═══ Lesetext

Konzertreisen führten Pauline Fichtner Anfang 1867 nach Odessa, Petersburg, Warschau und Czernowitz, im Mai 1867 nach Graz und in der ersten Jahreshälfte 1869 nach Pest, Prag und Gmunden. In Wien zählte sie nun „zu den geschätztesten Pianistinnen“ (Wiener Zeitung 8. März 1870), galt als die „beste, welche Wien heute aufzuweisen hat“ (Blätter für Musik, Theater und Kunst 1870, S. 72), bzw. als eine Musikerin, die „in technischer Hinsicht unter den Wiener Pianistinnen nach Frau Auspitz-Kolar ziemlich den ersten Rang einnimmt“ (Neue Freie Presse 10. Jan. 1871).

Der Versuch, sich auch außerhalb der österreichischen Grenzen einen Namen zu machen, rief zunächst ein eher negatives Presse-Echo hervor. Als Pauline Fichtner 1869 beim 4. Abonnementskonzert im Leipziger Gewandhaus für Clara Schumann einsprang und das Konzert Es-Dur von Beethoven und Solowerke von Chopin und Rubinstein spielte, waren möglicherweise die Erwartungen zu hoch gespannt. Der Kritiker der „Neuen Berliner Musikzeitung“ fand, die Musikerin habe „noch nicht jenen Grad der Künstlerschaft erreicht, der allein befähigt, sich in unseren berühmten Concerten hören zu lassen“ (Bock 1869, S. 362). Eduard Bernsdorf von den „Signalen für die musikalische Welt“ schrieb, Pauline Fichtner habe „zu den von ihr gewählten Sachen sich technisch und geistig unfertig und unreif“ (Signale 1869, S. 900) verhalten, und die „Allgemeine musikalische Zeitung“ wurde noch deutlicher: „Diese junge Dame spielte mit ziemlicher Keckheit, aber in durchaus unfertiger Weise, Beethoven's Es dur-Concert, leidlicher zwei Solostücke: Nocturne von Chopin und Etude von Rubinstein. Es muss als ein arger Missgriff bezeichnet werden, dass man dem hiesigen Gewandhauspublikum dergleichen zu bieten wagte. Eine Schülerin des hiesigen Conservatoriums, welche sich unterstände, ein Beethoven'sches Concert derartig zu maltraitiren, würde man schwerlich je zu einer öffentlichen Prüfung zulassen“ (AmZ 1869, S. 358). Etwas gemäßigter klang das englische Urteil über die Pianistin, „whose experience is not equal to her ambition“ (Athenæum 1869 II, S. 601).

══════
═══ Einträge der Liste

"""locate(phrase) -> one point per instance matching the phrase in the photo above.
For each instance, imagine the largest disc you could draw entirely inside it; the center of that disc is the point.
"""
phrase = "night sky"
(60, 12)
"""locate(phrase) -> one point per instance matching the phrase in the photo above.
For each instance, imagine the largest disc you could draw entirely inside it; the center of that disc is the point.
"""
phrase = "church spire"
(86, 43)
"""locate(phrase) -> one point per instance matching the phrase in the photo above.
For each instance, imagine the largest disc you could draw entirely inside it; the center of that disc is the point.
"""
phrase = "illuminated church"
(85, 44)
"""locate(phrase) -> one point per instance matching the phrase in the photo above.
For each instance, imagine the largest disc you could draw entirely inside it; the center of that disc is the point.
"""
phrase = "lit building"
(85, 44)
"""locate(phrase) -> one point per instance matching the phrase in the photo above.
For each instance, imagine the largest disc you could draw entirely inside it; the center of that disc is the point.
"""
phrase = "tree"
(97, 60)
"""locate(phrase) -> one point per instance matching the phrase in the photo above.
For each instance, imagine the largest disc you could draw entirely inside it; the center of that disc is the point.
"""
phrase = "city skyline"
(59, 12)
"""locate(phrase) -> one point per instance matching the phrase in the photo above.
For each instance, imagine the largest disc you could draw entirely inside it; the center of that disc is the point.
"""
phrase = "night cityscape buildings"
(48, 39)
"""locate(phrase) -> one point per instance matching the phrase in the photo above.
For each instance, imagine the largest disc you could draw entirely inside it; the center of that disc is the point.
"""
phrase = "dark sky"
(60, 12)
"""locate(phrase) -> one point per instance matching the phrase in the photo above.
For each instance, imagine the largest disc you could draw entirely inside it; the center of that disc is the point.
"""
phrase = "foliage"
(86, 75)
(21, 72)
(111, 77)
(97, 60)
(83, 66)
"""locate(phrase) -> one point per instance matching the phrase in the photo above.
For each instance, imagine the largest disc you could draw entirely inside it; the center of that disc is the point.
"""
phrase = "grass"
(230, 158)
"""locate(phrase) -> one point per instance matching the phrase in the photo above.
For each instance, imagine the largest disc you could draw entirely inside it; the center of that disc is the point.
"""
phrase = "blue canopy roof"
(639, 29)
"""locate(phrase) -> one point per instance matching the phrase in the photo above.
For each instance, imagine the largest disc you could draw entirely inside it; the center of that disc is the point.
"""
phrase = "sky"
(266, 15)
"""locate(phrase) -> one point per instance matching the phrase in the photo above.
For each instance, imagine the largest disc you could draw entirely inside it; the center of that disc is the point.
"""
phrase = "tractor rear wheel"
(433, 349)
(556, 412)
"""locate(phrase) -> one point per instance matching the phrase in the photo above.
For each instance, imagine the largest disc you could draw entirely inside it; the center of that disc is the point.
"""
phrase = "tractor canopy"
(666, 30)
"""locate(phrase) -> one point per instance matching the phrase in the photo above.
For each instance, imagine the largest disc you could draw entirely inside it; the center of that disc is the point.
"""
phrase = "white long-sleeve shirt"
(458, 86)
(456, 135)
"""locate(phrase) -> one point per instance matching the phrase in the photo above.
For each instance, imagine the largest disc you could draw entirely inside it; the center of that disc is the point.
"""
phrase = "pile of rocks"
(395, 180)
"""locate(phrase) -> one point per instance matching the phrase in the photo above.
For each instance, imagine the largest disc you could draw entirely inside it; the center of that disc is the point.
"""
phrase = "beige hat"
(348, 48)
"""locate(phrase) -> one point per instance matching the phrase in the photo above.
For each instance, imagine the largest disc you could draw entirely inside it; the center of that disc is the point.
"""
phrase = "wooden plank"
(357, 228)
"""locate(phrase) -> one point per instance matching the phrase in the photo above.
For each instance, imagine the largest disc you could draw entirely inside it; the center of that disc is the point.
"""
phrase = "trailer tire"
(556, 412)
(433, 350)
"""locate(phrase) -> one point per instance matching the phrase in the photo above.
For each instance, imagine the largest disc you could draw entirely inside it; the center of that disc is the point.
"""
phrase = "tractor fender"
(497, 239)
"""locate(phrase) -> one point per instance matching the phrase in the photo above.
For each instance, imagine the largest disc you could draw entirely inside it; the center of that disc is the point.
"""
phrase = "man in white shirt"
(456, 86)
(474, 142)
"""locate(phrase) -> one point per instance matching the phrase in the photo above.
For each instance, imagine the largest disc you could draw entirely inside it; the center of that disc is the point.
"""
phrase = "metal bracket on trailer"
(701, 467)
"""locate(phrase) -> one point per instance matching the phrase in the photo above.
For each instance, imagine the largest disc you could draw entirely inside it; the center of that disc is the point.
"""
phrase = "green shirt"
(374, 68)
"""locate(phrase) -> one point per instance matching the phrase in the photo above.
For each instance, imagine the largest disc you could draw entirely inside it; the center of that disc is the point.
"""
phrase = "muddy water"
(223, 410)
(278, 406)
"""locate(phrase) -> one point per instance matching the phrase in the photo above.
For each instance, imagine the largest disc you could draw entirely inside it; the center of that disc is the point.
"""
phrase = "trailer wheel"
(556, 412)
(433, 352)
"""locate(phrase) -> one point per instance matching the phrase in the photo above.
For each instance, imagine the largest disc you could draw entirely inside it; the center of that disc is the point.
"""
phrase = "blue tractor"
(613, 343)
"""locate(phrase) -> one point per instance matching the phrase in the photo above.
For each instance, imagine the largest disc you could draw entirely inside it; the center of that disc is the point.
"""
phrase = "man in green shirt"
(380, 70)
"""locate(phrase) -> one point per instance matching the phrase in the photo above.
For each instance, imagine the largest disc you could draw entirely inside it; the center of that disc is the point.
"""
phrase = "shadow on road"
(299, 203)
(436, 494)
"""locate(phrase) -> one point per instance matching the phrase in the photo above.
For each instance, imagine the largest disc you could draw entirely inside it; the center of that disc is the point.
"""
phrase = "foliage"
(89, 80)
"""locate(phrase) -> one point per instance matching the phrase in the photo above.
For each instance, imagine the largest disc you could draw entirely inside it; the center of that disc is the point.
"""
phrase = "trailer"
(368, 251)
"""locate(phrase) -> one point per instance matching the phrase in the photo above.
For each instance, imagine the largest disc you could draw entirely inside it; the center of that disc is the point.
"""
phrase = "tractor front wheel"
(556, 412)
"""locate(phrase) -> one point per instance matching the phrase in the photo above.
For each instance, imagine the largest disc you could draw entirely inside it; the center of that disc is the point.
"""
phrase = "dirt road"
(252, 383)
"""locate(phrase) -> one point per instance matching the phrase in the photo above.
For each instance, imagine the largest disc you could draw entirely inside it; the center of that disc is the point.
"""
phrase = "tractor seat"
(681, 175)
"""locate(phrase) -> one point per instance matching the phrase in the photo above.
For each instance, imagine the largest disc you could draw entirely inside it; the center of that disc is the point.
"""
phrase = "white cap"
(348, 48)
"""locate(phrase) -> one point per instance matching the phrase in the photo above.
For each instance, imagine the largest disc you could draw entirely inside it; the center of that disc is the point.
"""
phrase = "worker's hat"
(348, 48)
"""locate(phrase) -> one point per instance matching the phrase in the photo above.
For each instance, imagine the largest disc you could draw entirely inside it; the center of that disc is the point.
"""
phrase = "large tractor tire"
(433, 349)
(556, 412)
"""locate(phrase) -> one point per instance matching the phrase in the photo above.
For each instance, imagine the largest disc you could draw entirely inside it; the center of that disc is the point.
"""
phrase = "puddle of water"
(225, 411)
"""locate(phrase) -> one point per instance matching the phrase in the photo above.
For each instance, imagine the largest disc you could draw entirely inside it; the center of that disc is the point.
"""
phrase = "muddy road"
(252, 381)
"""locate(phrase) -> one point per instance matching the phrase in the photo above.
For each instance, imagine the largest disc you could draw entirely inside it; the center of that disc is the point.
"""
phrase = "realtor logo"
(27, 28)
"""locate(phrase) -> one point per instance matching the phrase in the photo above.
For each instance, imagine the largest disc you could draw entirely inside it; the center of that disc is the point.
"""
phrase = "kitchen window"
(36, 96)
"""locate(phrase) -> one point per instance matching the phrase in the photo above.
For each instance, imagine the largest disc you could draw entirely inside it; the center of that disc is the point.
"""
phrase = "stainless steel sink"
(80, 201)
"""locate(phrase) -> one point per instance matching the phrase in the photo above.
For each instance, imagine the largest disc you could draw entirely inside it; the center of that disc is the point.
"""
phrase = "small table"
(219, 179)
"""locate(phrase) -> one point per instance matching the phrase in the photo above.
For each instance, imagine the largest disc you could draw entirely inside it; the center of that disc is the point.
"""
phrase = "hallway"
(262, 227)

══════

=== Aufgaben ===
a) Drucken Sie aus dem Text über Pauline Fichtner den Abschnitt von „Konzertreisen führten Pauline“ bis einschließlich „10. Jan. 1871).“ wortgetreu ab.
b) Beantworten Sie anhand des Texts über Pauline Fichtner:
(i) In welchen Städten gab sie in der ersten Jahreshälfte 1869 Konzerte?
(ii) Für wen sprang sie beim 4. Abonnementskonzert im Leipziger Gewandhaus ein?
(iii) Hinter welcher Pianistin nahm sie laut der „Neuen Freien Presse“ technisch ziemlich den ersten Rang unter den Wiener Pianistinnen ein?
c) Warum bezeichnet die „Allgemeine musikalische Zeitung“ den Leipziger Auftritt im Text über Pauline Fichtner als argen Missgriff? Erklären Sie es in ein bis drei Sätzen.
Die Liste ist eigenständiges Material und gehört nicht zum Text über Pauline Fichtner.

=== Lösungen ===
a)
Konzertreisen führten Pauline Fichtner Anfang 1867 nach Odessa, Petersburg, Warschau und Czernowitz, im Mai 1867 nach Graz und in der ersten Jahreshälfte 1869 nach Pest, Prag und Gmunden. In Wien zählte sie nun „zu den geschätztesten Pianistinnen“ (Wiener Zeitung 8. März 1870), galt als die „beste, welche Wien heute aufzuweisen hat“ (Blätter für Musik, Theater und Kunst 1870, S. 72), bzw. als eine Musikerin, die „in technischer Hinsicht unter den Wiener Pianistinnen nach Frau Auspitz-Kolar ziemlich den ersten Rang einnimmt“ (Neue Freie Presse 10. Jan. 1871).

b)
(i) In Pest, Prag und Gmunden.
(ii) Für Clara Schumann.
(iii) Hinter Frau Auspitz-Kolar.

c) Pauline Fichtner habe Beethovens Es-Dur-Konzert zwar mit ziemlicher Keckheit, aber durchaus unfertig gespielt. Eine Schülerin des dortigen Konservatoriums, die ein Beethoven-Konzert derart maltraitiere, würde man schwerlich zu einer öffentlichen Prüfung zulassen. Deshalb hätte man dem Gewandhauspublikum so etwas nicht bieten dürfen.